**Information shown:**
+ + + +

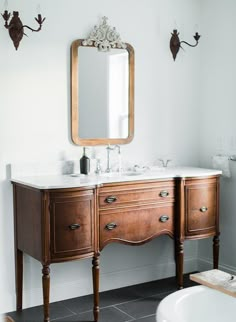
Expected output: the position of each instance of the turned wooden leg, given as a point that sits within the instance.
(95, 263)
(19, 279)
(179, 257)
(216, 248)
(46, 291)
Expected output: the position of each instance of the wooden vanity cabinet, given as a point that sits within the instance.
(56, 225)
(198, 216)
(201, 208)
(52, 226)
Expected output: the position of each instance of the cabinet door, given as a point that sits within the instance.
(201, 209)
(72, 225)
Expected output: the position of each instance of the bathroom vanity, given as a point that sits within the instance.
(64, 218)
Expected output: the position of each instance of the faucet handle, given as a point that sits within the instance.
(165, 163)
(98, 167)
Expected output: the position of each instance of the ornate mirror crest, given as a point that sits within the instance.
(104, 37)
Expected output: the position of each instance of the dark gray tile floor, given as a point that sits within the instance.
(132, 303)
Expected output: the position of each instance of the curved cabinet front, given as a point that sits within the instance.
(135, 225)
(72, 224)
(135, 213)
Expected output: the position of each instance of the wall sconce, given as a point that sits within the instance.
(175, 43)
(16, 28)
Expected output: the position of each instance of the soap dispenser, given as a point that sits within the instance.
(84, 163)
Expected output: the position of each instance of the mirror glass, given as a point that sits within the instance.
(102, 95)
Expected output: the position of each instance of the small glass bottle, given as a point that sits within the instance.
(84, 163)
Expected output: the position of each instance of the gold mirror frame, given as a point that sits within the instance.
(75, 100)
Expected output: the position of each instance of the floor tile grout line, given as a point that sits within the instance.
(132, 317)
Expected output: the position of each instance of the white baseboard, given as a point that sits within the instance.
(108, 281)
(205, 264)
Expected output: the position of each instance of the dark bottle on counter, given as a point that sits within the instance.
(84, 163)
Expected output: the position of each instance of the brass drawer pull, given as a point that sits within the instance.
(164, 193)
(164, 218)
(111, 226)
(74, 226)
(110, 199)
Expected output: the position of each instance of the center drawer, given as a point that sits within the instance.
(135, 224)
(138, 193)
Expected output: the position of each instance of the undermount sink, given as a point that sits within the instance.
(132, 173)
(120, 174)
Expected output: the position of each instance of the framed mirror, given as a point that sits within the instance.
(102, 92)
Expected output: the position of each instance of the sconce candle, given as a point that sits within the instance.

+ + + +

**Your assignment:** Print each line of the material above exactly, with the pictures removed from your copy.

**Response area:**
Expected output: the position of each instance of the turned wooden leg, given as a point that sits within the instance.
(95, 263)
(19, 279)
(179, 257)
(216, 248)
(46, 291)
Expected output: the position of each instance of the wooden vanity cabinet, given as a point that sits within the instance.
(56, 225)
(198, 216)
(201, 208)
(52, 226)
Expected output: the position of each instance of the cabinet door, given as a point that sits within the instance.
(201, 209)
(72, 225)
Expected output: the position of each instance of the bathroom vanity, given as a point that sits within the instance.
(64, 218)
Expected output: the position of each instance of the faucet handle, given as a point that sits within the instance.
(165, 163)
(98, 167)
Expected output: the position of each instance of the ornate mirror crest, given as a point that sits within the instance.
(104, 37)
Expected output: the position of each instance of the dark gray tile floor, given as a point that sits within the instance.
(132, 303)
Expected output: the position of each instance of the curved cabinet front, given as a point that sits within the instance.
(135, 225)
(72, 224)
(135, 213)
Expected output: the position of each instance of the wall sconce, given as a point that sits within the instance.
(175, 43)
(16, 28)
Expected output: the position of each instance of the soap dispenser, given as a point that sits within the instance.
(84, 163)
Expected output: the position of each instance of the mirror glass, given as a point that sits within the instance.
(102, 95)
Expected output: the position of each instance of the small glass bottle, given as a point that sits within the instance.
(84, 163)
Expected output: the position of each instance of the gold mirror frame, given as a point that sits within the instance.
(75, 100)
Expected output: the position of each instance of the floor tile grout line, given as a point that sits within the instance.
(132, 317)
Expected output: the position of each instance of the white baseboard, given as a point that sits within the instance.
(108, 281)
(205, 264)
Expected output: the position of each instance of the dark bottle on counter, given as a point that sits within the instance.
(84, 163)
Expected output: the position of each instance of the brass drawer pull, given as a point that sits within the instance.
(164, 193)
(164, 218)
(111, 226)
(74, 226)
(110, 199)
Expected output: the position of each instance of the center drawer, given as a point that sits within the instance.
(135, 224)
(138, 193)
Expected output: the position of each instance of the undermount sink, given as a point that sits within the instance.
(132, 173)
(120, 174)
Expected output: the position of each instance of the framed mirror, given as a point that sits within the instance.
(102, 92)
Expected output: the position of each instance of the sconce candle, given as a point that sits within the instance.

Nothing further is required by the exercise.